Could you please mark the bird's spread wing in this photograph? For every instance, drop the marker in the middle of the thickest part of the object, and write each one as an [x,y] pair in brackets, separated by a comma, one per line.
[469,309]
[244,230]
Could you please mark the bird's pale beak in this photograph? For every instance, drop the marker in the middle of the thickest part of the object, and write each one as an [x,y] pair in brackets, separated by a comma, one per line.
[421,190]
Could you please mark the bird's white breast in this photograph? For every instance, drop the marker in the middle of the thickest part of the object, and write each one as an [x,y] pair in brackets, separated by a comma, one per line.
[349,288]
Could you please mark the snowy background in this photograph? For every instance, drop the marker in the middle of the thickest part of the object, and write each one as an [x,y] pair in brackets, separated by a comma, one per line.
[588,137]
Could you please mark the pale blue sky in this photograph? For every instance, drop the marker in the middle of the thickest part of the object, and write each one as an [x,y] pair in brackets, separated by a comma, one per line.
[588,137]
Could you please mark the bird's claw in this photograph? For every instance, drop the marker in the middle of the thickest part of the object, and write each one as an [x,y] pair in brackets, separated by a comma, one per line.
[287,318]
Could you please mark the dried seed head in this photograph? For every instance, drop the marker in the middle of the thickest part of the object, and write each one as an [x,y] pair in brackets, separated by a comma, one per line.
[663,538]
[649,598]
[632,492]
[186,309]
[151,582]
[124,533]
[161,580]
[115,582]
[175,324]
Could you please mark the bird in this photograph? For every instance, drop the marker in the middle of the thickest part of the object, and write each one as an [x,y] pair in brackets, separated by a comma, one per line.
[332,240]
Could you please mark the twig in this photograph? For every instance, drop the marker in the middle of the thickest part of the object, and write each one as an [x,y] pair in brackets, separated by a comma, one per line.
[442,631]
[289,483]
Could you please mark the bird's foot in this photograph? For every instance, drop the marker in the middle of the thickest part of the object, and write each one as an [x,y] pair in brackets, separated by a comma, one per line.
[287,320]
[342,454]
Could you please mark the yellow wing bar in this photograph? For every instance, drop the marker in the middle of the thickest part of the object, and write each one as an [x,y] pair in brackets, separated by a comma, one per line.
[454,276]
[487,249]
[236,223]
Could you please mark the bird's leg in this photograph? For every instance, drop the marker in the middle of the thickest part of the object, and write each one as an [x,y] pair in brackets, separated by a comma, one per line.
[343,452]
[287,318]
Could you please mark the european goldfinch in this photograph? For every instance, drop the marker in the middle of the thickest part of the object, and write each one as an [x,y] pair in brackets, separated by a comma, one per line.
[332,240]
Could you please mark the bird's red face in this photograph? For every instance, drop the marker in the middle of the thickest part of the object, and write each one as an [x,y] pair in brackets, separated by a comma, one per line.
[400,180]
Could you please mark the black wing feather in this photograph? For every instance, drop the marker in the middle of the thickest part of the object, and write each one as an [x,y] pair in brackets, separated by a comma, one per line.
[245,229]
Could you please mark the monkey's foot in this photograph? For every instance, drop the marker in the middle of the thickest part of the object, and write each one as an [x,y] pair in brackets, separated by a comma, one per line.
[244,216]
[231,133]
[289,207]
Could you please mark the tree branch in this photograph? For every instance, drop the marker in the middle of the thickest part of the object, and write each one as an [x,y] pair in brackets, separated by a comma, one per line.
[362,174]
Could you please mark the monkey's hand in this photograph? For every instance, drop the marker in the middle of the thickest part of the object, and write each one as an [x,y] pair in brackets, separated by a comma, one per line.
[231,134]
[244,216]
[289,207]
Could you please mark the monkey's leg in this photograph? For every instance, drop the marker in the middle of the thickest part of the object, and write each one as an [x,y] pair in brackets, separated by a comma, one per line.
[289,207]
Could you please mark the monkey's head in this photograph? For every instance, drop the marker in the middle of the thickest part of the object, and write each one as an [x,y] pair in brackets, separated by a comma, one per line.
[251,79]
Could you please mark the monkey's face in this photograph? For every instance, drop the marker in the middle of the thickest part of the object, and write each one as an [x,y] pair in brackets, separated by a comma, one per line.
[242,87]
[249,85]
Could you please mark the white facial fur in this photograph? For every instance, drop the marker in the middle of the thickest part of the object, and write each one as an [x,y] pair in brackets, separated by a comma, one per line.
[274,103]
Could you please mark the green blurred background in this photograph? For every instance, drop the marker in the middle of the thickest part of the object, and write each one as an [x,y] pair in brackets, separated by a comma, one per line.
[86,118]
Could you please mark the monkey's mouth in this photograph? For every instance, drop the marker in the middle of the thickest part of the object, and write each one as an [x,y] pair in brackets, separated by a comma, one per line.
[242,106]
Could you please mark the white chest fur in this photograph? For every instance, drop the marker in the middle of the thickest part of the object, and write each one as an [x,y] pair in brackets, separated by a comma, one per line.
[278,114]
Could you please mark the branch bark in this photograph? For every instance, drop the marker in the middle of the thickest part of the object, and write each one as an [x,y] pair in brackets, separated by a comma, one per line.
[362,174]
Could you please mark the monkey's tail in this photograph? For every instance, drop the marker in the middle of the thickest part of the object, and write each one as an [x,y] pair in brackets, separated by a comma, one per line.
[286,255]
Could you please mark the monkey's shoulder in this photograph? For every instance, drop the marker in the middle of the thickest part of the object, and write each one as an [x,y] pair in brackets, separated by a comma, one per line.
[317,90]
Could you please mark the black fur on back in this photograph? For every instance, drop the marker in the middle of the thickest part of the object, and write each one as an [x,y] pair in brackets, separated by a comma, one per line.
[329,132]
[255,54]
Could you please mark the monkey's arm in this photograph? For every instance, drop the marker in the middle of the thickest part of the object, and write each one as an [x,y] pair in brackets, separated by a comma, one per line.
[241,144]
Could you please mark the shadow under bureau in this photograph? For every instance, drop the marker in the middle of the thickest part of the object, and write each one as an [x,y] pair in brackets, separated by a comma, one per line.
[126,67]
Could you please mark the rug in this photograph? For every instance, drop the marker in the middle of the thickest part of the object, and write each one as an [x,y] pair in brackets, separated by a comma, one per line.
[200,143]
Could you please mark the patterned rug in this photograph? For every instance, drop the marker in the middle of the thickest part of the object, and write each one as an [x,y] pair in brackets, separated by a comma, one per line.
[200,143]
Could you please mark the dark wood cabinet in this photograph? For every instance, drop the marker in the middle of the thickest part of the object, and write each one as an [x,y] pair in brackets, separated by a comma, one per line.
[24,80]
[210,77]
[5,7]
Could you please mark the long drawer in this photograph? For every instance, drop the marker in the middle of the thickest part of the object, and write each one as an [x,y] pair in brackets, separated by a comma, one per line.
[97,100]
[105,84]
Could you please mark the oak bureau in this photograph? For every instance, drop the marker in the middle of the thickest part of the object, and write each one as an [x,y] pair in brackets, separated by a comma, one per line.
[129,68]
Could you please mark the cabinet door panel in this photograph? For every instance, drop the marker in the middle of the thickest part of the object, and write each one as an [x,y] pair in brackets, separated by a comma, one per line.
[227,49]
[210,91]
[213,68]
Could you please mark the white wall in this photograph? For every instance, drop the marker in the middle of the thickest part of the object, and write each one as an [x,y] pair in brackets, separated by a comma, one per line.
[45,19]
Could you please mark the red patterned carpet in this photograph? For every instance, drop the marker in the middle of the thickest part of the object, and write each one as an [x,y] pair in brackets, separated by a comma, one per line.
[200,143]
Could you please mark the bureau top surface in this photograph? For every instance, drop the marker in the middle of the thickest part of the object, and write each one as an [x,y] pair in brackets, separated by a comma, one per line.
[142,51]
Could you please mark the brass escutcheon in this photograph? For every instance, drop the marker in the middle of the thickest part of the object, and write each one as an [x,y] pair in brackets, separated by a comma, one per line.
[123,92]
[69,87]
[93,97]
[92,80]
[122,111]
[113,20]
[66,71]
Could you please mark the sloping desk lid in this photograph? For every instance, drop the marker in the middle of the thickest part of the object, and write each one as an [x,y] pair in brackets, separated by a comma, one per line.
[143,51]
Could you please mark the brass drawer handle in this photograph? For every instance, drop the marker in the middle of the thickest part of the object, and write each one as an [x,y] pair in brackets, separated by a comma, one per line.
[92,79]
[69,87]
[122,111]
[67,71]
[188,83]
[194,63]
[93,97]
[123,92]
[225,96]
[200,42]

**Problem to solve**
Rewrite everything from the line containing "Could you please mark the sloping" down to the end of the material, changing "drawer handle" to "drawer pull" and leaving all else as it is.

**Complete output**
Could you please mark the sloping desk lid in this photograph? For every instance, drop the marker in the middle of the thickest part of the object, and write each one as an [x,y] pair in brackets, separated by a comma, one per line.
[143,51]
Could you please mark the brass drawer pull in this photograph? For every instance, drop the marker in the middle of the thickest part of the object, and write each one as an [x,y] pair in brackets, separated by a comma, one per line.
[92,79]
[69,87]
[122,111]
[67,71]
[188,83]
[194,63]
[93,97]
[123,92]
[225,96]
[200,42]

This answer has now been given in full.